§ **What is needed**
Rewrite the items from the very beginning down to and including the line containing "positive clicks: (335, 129)", switching "positive clicks" to "foreground clicks" and leaving everything else unchanged.

======== Exercise material ========

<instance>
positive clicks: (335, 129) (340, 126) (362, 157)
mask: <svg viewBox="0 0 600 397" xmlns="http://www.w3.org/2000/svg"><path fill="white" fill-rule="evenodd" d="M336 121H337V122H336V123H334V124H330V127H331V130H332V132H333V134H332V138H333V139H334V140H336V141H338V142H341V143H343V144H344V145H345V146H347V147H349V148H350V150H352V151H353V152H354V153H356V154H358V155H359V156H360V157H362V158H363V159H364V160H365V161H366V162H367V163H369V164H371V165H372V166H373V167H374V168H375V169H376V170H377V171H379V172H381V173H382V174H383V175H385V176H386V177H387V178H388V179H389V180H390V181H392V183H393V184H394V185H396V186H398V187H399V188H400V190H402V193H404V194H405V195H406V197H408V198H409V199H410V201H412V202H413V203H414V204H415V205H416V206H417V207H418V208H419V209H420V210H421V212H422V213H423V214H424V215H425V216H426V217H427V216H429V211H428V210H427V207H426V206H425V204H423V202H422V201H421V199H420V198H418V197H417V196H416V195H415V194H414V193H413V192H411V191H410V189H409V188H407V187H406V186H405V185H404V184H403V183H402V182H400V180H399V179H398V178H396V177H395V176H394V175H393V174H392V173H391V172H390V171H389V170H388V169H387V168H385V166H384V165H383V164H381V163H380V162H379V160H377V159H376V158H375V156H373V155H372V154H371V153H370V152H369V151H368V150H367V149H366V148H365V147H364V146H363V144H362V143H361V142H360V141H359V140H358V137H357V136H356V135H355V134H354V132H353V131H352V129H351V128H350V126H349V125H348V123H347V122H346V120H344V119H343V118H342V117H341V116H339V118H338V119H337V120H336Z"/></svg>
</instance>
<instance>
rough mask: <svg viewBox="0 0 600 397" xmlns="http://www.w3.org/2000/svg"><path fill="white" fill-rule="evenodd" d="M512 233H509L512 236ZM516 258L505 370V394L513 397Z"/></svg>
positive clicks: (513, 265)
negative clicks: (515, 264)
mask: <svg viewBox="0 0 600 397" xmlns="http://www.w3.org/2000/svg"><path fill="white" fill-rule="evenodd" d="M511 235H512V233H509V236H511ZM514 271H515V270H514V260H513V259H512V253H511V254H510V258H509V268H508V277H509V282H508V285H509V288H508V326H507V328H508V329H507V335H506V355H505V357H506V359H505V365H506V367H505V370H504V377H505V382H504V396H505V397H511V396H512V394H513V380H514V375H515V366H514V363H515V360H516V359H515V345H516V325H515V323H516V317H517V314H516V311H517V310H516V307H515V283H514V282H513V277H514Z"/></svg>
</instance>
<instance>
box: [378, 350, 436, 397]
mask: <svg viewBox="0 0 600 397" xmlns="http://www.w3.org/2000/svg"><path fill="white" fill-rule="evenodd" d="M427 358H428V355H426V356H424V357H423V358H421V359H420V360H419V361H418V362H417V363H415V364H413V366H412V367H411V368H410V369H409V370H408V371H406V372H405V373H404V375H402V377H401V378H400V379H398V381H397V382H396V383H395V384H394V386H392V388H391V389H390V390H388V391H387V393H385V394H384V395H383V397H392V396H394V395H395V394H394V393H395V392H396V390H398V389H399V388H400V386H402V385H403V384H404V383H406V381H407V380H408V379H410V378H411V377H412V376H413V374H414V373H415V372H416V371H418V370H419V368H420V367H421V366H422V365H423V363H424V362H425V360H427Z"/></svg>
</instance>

========

§ **Response to this task**
<instance>
foreground clicks: (335, 129) (340, 126) (362, 157)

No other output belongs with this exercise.